_YOUR INSTRUCTIONS_
Could you copy out all of the following lines with "sofa cushion" swapped for "couch cushion" and nothing else altered?

==============================

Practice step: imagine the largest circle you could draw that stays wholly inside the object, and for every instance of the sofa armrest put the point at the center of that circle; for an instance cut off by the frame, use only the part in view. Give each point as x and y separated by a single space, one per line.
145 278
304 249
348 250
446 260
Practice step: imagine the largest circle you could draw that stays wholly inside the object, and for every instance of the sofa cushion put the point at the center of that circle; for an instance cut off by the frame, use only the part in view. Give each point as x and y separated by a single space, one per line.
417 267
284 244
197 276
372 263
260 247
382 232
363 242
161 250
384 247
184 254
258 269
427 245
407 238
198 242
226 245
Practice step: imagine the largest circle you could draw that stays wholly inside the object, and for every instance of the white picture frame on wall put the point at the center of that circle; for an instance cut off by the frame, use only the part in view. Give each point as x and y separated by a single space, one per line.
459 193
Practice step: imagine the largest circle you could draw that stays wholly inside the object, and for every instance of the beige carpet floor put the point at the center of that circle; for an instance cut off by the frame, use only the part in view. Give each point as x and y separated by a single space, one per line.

==============================

_SOLUTION FOR THIS PROBLEM_
Practice step: imagine the largest circle you could draw that stays wholly inside the object, and for every instance of the sofa armrest put the point at the center of that circle; for an instance cut off by the frame, use only the part in view. Give each point as x and y separated by a single space, one per line.
145 278
304 249
348 250
446 260
Practice step: imagine the largest circle you could draw that stays wholly inside the object, and for every instance of the couch cushion put the point at the center of that circle; for an instance cut off by the frame, use only the part in view. Give each point as x and y separated by a single space, one per line.
417 267
284 244
197 276
372 263
260 247
382 232
363 242
161 250
384 247
184 254
258 269
427 245
407 238
198 242
226 245
Practice step: imagine the largest circle you could draw that stays wholly inside the object, and for every instance of the white picture frame on wall put the point at the center of that circle; for an instance cut off by the frame, use only the part in view. Give each point as x and y separated by a single space, one per line.
459 193
Practice step: imagine the largest circle you could draw that stays wholly inside the object, and for every instance of the beige carpet floor put the point at the center of that circle; for an instance cut off by the frame, use only the part in view. Give each point as x and y separated by a single space, one per line.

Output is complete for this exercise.